— Start DATA FOR THE TASK —
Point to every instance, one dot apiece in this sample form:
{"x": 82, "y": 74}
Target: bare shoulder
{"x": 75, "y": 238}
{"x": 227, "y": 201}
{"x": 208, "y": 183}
— End DATA FOR THE TASK —
**WHAT YOU ARE ASKED TO DO**. Copy out all of the records above, keeping every line the same.

**RESPONSE**.
Point to every instance, one dot apiece in this sample form:
{"x": 82, "y": 74}
Target: bare shoulder
{"x": 75, "y": 238}
{"x": 227, "y": 201}
{"x": 208, "y": 183}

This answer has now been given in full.